# Start of Passage to read

1. Characterizing I/O workload
To determine an
application's ideal storage system and disk quantity, it's important to
understand the type and volume of I/O the application will generate.
This section focuses on the different types of I/O, the metrics used to
classify workload, and methods used in measuring and estimating values
for the I/O metrics.
1.1. OLTP vs. OLAP/DSS
When classifying the nature of I/O, two main terms are used: OLTP and OLAP. An example of an OLTP
database is one that stores data for a point-of-sales application,
typically consisting of a high percentage of simple, short transactions
from a large number of users. Such transactions generate what's referred
to as random I/O, where the physical disks spend a significant percentage of time seeking data from various parts of the disk for read and/or write purposes.
In contrast, as shown in figure 1, an OLAP, or decision support system
(DSS), database is one that stores data for reporting applications that
usually have a smaller number of users generating much larger queries.
Such queries typically result in sequential
I/O, where the physical disks spend most of their time scanning a range
of data clustered together in the same part of the disk. Unlike OLTP
databases, OLAP databases typically have a much higher percentage of
read activity.
Note that even for classic
OLTP applications such as point-of-sales systems, actions like backups
and database consistency checks will still generate large amounts of
sequential I/O. For the purposes of I/O workload classification, we'll
consider the main I/O pattern only.
As you'll see a little
later, the difference between sequential and random I/O has an important
bearing on the storage system design.

# End of Passage to read
# Start of Data section

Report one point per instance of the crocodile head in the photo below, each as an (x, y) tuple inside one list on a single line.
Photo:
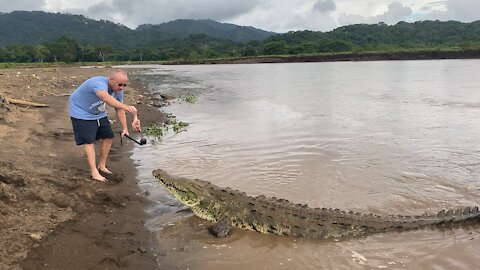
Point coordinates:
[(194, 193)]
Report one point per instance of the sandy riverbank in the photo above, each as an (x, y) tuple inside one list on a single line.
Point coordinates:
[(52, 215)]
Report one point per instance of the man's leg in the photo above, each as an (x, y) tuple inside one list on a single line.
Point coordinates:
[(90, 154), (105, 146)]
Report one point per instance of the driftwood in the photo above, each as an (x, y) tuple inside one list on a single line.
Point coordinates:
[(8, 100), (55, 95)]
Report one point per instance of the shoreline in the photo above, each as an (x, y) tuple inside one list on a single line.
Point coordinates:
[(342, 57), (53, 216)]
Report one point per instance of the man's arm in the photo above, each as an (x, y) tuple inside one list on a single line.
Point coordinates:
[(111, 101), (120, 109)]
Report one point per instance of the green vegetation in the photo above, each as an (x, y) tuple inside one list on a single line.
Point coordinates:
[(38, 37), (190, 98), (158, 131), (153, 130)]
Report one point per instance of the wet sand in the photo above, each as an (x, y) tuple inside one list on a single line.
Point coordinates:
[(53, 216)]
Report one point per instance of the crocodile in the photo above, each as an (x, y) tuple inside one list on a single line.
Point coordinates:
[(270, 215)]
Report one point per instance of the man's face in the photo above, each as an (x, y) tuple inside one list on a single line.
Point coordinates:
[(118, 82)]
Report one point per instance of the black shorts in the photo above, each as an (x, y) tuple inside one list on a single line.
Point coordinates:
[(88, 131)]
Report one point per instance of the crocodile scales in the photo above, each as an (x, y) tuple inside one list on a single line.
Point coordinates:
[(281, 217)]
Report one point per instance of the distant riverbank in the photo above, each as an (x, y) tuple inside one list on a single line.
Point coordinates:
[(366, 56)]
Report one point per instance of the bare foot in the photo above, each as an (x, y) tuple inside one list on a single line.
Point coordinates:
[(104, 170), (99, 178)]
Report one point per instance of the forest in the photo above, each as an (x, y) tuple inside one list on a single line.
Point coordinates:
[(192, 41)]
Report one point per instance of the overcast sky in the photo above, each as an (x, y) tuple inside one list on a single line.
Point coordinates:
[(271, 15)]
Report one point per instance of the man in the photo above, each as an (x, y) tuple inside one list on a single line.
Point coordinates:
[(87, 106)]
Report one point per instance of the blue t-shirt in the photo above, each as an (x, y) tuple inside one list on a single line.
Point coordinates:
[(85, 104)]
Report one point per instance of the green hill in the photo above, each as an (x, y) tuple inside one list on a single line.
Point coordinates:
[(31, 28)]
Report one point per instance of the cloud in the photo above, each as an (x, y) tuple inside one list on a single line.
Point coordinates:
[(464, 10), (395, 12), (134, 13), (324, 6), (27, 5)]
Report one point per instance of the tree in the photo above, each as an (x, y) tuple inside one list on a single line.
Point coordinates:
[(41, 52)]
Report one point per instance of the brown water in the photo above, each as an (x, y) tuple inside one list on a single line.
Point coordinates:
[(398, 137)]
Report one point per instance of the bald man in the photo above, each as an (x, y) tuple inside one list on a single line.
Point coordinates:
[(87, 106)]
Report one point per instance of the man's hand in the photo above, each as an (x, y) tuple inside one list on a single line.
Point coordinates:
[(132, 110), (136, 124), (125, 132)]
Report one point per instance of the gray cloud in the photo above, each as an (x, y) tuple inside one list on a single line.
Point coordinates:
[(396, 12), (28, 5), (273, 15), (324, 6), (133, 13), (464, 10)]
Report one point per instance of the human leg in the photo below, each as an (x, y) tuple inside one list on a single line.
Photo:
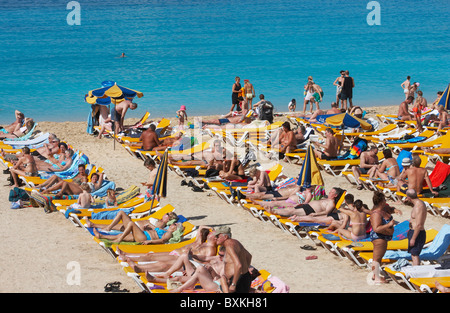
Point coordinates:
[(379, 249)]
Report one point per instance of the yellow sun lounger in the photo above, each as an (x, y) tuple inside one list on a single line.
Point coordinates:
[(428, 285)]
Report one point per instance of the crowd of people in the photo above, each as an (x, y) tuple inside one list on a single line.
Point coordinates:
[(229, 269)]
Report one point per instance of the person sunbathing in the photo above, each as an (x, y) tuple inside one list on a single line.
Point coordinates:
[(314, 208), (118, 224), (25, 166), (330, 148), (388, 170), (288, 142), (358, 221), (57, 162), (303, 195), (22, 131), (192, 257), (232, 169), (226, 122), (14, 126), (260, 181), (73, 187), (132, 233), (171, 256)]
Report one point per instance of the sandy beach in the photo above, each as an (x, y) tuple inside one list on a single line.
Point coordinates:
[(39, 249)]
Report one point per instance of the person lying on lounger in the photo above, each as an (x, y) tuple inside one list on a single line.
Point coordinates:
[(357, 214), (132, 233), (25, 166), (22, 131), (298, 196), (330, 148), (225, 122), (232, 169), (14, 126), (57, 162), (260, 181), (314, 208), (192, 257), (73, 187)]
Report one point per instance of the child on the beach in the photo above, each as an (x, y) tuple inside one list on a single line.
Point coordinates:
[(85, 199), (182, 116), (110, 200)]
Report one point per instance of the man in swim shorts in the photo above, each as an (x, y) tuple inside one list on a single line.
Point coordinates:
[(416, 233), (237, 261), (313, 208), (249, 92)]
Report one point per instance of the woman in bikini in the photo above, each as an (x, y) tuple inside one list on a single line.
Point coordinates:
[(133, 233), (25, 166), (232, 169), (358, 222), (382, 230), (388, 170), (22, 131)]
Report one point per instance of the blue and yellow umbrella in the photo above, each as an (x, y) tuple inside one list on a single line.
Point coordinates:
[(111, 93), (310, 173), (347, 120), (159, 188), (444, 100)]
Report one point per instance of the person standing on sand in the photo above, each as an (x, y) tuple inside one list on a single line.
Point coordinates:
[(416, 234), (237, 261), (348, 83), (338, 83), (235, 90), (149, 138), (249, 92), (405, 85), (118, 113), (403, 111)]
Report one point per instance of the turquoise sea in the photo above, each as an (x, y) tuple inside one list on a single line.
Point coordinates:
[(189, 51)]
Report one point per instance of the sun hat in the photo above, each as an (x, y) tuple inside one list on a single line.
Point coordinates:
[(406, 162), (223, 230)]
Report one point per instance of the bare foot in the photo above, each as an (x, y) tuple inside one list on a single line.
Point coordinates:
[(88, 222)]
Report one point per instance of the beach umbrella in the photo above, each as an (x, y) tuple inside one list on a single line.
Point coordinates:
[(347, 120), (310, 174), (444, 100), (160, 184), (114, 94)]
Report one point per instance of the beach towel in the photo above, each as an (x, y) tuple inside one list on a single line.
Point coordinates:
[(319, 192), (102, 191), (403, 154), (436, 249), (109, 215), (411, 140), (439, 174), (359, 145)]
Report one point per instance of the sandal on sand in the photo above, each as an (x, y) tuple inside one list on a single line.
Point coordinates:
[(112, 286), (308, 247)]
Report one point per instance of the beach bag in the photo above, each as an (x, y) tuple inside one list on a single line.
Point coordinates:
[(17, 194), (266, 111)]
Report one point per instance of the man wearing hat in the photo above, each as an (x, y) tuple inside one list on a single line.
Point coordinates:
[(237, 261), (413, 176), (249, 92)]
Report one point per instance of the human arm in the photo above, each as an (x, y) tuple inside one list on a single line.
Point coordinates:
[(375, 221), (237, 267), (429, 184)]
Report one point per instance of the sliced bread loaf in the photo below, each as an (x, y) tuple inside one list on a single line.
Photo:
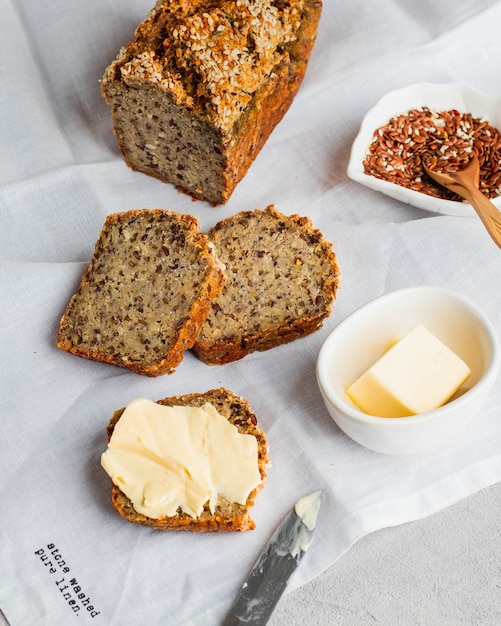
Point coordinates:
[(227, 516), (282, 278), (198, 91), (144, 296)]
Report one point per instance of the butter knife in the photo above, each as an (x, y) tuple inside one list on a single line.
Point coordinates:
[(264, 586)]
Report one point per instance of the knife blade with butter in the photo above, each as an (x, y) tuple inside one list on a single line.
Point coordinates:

# End of Data section

### What is being asked
Go on with the passage on characterizing I/O workload, starting after its final sentence. The rows play no part here.

### Final answer
1.2. I/O metrics
To design a storage system for a database application, in addition to knowing the type of workload it produces (OLTP or OLAP), we need to know the volume of workload, typically measured by the number of disk reads and writes per second.
The process of
obtaining or deriving these figures is determined by the state of the
application. If the application is an existing production system, the
figures can be easily obtained using Windows Performance Monitor.
Alternatively, if the system is yet to be commissioned, estimates are
derived using various methods. A common one is to use a test environment
to profile the reads and writes per transaction type, and then multiply
by the expected number of transactions per second per type.
Existing systems
We'll focus on the methods used to collect and analyze system
bottlenecks, including disk I/O bottlenecks. For the purposes of this
section, let's assume that disk I/O is determined to be a significant
bottleneck and we need to redesign the storage system to correct it. The
task, then, is to collect I/O metrics to assist in this process.
We can use the Windows Performance Monitor tool to collect the disk I/O metrics we need. For each logical disk
volume—that is, the drive letter corresponding to a data or log
drive—the following counters, among others, can be collected:
Note that the averages of these values should be collected during the database's peak usage
period. Designing a system based on weekly averages that include long
periods of very low usage may result in the system being overwhelmed
during the most important period of the day.
In the next section, we'll use these values to approximate the number of physical disks required for optimal I/O performance.
New systems
For a system not yet in
production, application I/O is estimated per transaction type in an
isolated test environment. Projections are then made based on the
estimated maximum number of expected transactions per second, with an
adjustment made for future growth.
Armed with these
metrics, let's proceed to the next section, where we'll use them to
project the estimated number of disks required to design a
high-performance storage system capable of handling the application
load.
2. Determining the required number of disks and controllers
In the previous section, we
covered the process of measuring, or estimating, the number of database
disk reads and writes generated by an application per second. In this
section, we'll cover the formula used to estimate the number of disks
required to design a storage system capable of handling the expected
application I/O load.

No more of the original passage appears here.